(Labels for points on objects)
● ● ● ● ● ● ●

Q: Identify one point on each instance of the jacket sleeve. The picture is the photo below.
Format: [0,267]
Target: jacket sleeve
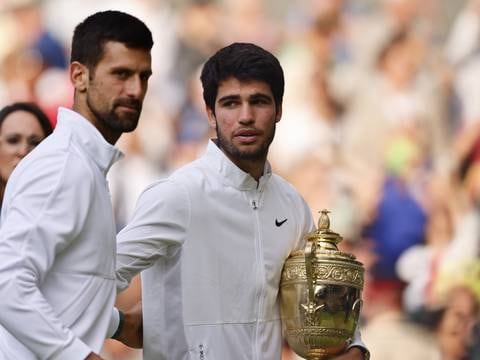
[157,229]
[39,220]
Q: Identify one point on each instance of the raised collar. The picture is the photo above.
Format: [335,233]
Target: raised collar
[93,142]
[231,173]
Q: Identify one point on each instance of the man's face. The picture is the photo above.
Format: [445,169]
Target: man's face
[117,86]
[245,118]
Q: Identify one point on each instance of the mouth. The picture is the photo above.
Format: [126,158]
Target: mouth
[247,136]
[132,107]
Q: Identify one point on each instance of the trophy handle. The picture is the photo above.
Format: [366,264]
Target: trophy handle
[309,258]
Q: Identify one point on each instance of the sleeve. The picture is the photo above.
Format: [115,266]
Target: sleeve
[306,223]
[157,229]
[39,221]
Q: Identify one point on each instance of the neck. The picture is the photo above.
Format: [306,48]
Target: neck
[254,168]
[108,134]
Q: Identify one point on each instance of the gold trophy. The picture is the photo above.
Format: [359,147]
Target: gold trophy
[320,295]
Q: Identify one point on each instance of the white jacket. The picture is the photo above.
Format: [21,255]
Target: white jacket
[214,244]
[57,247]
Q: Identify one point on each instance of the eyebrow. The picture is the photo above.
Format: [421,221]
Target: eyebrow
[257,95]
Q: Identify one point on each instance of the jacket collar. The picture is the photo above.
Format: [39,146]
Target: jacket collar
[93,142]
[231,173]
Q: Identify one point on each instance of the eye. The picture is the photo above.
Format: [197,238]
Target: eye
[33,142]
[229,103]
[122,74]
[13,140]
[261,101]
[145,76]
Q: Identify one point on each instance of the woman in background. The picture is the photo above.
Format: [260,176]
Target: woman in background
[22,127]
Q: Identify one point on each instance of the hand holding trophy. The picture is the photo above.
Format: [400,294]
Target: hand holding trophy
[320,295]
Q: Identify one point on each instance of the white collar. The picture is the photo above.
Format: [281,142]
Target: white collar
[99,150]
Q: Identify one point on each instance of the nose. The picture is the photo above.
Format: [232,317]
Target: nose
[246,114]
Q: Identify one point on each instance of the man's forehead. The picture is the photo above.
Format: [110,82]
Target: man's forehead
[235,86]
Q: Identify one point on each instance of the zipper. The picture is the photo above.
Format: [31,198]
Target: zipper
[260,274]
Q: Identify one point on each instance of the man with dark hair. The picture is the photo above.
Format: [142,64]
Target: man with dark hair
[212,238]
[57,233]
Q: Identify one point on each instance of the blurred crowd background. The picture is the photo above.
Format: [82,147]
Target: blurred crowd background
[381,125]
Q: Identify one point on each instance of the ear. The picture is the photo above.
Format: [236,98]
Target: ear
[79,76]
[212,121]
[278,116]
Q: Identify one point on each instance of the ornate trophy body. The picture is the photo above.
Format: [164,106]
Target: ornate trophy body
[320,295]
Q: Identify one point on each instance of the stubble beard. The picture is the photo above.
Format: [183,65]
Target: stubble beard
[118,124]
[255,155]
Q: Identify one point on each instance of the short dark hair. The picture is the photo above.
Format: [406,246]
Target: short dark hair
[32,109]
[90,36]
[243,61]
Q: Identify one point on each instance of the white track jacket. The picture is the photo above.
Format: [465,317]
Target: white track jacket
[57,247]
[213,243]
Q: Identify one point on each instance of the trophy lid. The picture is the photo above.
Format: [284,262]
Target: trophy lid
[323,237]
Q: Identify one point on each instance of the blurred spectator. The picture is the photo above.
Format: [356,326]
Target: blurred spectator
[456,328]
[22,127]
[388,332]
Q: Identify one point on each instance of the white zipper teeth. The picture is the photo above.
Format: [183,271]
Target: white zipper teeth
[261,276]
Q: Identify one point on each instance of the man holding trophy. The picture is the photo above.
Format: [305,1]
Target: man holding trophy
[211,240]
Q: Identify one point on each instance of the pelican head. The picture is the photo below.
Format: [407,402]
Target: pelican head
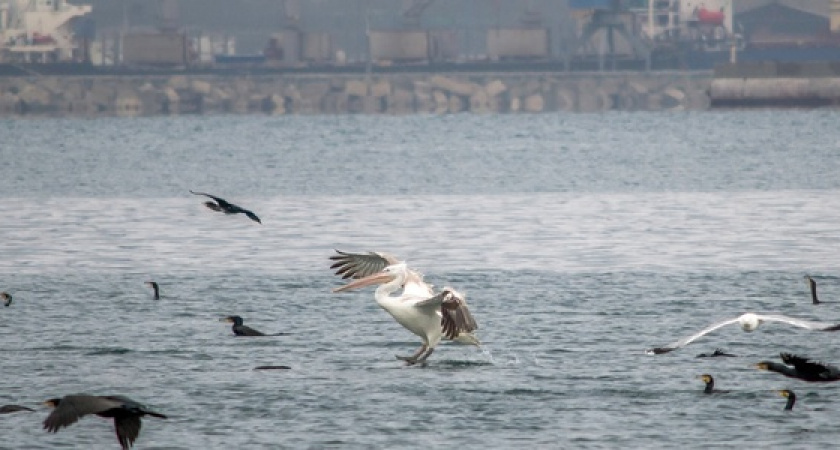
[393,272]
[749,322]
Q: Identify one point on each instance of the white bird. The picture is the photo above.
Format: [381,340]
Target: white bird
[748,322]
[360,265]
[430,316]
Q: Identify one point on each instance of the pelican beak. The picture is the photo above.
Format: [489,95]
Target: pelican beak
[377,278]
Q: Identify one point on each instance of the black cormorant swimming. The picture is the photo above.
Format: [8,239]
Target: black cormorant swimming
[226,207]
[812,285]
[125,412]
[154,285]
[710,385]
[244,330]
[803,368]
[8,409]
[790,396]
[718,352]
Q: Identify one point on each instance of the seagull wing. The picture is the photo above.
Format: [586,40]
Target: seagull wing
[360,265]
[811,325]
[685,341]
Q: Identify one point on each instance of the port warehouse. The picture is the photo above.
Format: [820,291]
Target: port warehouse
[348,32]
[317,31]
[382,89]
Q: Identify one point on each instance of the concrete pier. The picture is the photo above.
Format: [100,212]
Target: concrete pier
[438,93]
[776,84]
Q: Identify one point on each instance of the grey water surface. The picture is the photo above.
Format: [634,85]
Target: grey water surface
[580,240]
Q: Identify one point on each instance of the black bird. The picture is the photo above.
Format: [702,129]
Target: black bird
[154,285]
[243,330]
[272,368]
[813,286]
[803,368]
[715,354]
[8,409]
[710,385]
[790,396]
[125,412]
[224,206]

● ● ● ● ● ● ●

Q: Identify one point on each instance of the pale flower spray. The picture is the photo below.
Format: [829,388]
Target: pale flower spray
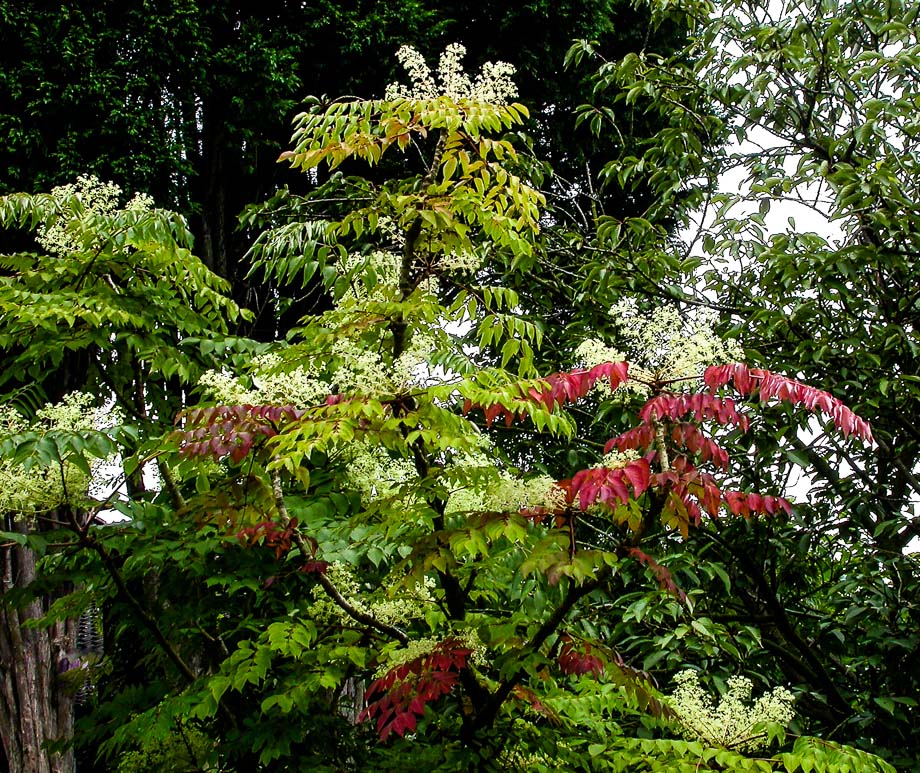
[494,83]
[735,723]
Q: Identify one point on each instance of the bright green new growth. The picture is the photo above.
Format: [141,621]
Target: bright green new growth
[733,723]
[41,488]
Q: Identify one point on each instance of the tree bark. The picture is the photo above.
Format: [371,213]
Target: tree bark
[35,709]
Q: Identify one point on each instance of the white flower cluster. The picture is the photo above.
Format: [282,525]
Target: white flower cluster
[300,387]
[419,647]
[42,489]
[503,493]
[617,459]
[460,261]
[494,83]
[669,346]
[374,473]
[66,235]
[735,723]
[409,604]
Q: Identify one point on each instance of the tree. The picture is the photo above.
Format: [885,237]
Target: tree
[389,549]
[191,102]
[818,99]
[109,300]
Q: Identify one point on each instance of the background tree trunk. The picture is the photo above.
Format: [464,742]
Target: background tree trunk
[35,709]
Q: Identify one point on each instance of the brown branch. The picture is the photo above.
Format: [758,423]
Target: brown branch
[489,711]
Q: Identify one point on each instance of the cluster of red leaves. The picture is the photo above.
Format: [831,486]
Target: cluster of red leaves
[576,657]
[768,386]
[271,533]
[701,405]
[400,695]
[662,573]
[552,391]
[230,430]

● ● ● ● ● ● ●

● INSTRUCTIONS TO FOLLOW
Display every line of the material that contains the string "neck", treating uppercase and lowercase letters as distinct.

● FINAL ANSWER
Q: Identify one point on each instance of the neck. The picture is the photo above.
Target: neck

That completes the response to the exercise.